-- PROBLEM TO SOLVE --
Please copy the rows from the very first line through the line containing "M 281 56 L 260", changing "van rear window" to "back windshield" and leaving everything else as it is.

-- WORKING DATA --
┌──

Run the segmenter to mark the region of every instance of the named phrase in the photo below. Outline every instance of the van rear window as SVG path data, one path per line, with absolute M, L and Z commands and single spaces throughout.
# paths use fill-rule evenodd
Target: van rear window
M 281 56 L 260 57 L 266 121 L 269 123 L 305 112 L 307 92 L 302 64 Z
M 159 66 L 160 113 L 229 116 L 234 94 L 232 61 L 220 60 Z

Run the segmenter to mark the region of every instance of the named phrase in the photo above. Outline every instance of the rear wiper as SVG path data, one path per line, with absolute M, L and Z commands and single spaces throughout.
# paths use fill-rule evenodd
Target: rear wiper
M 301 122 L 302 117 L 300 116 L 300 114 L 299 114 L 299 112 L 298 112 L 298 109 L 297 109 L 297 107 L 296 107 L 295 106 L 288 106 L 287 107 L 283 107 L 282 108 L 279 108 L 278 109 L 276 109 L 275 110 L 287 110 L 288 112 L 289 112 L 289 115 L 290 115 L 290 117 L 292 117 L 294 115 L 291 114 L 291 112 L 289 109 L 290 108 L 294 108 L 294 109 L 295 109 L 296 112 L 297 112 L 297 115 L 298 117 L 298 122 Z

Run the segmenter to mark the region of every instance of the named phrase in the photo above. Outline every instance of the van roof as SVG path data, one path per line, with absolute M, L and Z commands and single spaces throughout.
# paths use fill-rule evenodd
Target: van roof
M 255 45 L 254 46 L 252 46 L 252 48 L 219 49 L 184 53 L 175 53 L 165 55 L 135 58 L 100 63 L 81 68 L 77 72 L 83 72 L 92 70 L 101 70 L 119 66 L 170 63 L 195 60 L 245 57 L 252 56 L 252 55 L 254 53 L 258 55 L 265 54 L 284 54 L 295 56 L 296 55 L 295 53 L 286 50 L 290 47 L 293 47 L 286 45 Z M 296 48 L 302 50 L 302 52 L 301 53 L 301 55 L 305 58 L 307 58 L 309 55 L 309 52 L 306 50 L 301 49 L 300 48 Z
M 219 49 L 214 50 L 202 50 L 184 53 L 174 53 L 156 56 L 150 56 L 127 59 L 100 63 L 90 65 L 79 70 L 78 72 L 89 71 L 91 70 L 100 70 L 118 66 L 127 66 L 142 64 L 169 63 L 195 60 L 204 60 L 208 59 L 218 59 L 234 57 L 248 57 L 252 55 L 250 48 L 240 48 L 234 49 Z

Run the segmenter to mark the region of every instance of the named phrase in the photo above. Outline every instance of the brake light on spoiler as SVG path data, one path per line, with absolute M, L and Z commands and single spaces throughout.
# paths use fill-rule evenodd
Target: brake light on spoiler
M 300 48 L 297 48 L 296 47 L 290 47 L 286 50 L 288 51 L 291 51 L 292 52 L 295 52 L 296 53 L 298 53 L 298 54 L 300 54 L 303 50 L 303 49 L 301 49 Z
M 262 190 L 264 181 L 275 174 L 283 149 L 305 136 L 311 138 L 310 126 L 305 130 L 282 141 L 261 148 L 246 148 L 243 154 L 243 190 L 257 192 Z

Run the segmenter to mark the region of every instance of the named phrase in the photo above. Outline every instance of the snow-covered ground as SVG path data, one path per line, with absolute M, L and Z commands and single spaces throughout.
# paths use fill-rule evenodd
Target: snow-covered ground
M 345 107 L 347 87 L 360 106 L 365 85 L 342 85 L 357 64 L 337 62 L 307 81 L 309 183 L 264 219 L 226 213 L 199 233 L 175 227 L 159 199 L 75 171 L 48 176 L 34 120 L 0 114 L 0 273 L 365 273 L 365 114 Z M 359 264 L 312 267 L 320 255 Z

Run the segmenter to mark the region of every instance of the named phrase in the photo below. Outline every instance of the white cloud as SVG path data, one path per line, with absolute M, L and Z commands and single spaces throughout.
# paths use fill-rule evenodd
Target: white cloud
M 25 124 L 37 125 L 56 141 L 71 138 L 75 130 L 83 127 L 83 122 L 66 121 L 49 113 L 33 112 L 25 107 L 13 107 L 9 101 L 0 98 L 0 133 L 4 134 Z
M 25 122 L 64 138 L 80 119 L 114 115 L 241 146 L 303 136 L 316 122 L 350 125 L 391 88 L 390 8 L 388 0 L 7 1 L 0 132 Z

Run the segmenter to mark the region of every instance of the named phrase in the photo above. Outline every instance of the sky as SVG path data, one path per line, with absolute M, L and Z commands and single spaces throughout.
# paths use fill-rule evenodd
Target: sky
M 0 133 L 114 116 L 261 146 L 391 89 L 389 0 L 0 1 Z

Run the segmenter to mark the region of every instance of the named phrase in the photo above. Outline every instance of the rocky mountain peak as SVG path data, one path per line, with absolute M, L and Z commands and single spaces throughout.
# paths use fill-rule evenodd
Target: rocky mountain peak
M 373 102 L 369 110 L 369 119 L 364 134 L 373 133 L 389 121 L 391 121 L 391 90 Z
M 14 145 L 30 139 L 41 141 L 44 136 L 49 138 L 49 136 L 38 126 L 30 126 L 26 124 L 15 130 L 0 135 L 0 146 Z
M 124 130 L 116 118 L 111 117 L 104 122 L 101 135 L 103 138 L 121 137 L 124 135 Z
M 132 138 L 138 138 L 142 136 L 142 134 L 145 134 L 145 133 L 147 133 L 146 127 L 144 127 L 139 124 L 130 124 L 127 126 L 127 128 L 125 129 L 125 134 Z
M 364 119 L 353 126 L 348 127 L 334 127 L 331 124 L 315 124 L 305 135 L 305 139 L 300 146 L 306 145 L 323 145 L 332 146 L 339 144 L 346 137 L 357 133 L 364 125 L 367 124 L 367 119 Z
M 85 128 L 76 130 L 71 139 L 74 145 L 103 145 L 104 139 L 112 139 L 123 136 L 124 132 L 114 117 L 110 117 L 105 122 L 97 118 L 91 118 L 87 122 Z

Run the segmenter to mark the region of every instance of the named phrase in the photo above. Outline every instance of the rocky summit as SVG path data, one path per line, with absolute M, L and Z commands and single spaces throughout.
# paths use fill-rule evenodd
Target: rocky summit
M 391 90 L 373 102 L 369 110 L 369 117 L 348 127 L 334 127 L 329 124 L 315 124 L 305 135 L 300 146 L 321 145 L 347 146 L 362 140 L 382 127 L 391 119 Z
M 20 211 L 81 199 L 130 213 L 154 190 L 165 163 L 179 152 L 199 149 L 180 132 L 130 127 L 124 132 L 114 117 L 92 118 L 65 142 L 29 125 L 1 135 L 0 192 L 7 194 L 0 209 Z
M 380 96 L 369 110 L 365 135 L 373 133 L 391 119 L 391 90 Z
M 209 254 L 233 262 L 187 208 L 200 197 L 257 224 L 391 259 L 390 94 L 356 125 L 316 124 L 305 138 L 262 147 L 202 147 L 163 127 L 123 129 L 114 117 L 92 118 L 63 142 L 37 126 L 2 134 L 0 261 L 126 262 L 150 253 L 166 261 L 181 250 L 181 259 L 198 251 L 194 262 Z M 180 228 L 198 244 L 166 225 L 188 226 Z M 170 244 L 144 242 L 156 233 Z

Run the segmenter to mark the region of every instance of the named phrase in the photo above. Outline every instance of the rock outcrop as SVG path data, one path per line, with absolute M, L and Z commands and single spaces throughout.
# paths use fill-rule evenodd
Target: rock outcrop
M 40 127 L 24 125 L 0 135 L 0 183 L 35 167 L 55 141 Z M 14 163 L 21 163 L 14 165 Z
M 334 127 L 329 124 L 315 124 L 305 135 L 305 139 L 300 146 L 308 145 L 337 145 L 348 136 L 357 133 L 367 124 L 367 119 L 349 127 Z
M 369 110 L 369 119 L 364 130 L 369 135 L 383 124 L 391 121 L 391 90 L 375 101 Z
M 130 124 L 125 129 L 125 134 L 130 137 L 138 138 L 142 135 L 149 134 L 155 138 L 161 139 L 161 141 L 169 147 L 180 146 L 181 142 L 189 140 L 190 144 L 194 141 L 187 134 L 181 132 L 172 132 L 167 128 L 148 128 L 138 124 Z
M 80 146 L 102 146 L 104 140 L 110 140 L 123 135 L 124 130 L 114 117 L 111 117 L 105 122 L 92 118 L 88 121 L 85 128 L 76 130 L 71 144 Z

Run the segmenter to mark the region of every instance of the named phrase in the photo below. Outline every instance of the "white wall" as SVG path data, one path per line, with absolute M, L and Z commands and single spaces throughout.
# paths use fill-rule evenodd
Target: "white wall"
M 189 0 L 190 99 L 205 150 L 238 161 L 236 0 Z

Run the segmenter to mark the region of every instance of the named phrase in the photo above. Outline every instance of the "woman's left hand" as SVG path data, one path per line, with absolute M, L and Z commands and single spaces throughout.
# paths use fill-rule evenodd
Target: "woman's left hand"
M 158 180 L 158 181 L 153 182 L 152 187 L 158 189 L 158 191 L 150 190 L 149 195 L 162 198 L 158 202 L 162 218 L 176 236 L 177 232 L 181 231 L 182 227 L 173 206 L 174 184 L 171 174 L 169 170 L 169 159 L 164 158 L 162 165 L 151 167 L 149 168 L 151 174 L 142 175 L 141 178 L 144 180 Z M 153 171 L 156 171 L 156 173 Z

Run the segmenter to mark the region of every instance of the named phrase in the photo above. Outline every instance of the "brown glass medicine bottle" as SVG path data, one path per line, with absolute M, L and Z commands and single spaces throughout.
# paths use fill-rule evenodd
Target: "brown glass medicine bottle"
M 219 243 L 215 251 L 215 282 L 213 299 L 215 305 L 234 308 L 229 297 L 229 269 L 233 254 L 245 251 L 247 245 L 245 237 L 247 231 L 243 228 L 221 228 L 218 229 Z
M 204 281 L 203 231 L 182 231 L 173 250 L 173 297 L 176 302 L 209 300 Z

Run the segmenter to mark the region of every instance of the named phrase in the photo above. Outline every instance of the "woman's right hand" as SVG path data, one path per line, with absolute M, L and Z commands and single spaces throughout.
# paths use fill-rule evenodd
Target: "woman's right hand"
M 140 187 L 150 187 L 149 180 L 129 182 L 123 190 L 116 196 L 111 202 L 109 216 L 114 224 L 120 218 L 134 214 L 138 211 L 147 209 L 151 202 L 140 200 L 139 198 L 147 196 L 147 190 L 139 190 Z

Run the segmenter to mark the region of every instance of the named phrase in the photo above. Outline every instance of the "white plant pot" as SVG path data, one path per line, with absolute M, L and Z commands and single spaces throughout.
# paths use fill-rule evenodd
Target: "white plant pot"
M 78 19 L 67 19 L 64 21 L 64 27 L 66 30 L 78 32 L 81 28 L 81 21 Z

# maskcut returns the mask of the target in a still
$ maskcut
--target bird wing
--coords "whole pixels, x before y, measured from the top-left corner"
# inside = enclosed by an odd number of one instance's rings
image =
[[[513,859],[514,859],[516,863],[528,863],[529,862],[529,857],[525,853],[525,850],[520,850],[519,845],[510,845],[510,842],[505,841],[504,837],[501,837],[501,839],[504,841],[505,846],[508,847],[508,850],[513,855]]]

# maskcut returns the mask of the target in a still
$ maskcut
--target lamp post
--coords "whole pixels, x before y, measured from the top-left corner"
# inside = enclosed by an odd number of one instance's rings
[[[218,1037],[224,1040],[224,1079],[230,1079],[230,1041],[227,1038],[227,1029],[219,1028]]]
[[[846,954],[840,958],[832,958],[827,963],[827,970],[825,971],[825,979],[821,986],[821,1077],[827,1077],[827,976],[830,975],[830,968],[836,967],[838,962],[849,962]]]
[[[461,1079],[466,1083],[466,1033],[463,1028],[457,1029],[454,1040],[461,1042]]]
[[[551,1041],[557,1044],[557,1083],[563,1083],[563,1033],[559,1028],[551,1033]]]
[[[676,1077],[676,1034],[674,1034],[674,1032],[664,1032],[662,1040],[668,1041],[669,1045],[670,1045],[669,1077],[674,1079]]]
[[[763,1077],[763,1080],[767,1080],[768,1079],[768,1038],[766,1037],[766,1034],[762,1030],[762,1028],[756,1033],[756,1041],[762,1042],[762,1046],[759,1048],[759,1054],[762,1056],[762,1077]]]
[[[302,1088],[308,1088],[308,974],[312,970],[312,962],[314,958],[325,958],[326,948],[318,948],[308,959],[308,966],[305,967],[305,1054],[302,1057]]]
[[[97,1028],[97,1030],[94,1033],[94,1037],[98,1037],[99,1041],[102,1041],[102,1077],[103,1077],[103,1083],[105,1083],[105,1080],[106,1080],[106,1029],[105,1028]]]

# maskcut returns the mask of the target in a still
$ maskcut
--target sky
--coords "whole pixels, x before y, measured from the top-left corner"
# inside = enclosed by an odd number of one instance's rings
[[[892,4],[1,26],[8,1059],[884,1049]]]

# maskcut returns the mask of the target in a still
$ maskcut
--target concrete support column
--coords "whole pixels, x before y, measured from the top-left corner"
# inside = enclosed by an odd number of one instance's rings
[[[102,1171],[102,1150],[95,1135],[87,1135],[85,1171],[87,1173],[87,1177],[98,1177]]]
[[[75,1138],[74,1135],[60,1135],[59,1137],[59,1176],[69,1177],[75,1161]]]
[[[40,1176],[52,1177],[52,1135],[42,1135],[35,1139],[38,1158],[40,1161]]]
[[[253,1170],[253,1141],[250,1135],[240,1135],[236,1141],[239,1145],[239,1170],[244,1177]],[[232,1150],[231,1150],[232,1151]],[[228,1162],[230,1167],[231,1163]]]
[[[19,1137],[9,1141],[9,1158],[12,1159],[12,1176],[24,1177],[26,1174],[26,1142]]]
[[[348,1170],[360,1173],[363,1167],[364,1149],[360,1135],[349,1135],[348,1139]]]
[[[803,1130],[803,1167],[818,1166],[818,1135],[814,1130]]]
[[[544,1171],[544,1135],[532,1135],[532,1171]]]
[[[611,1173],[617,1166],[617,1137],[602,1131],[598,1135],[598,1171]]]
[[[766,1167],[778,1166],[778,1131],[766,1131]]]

└──

-- EXPECTED ANSWER --
Run the segmenter to mark the region of every instance of the named phrase in the photo below. Outline every instance of the back windshield as SVG path data, one path per line, with absolute M, L and Z commands and single spaces throughout.
# paths use fill-rule evenodd
Target: back windshield
M 281 56 L 260 57 L 266 121 L 269 123 L 305 112 L 307 92 L 302 64 Z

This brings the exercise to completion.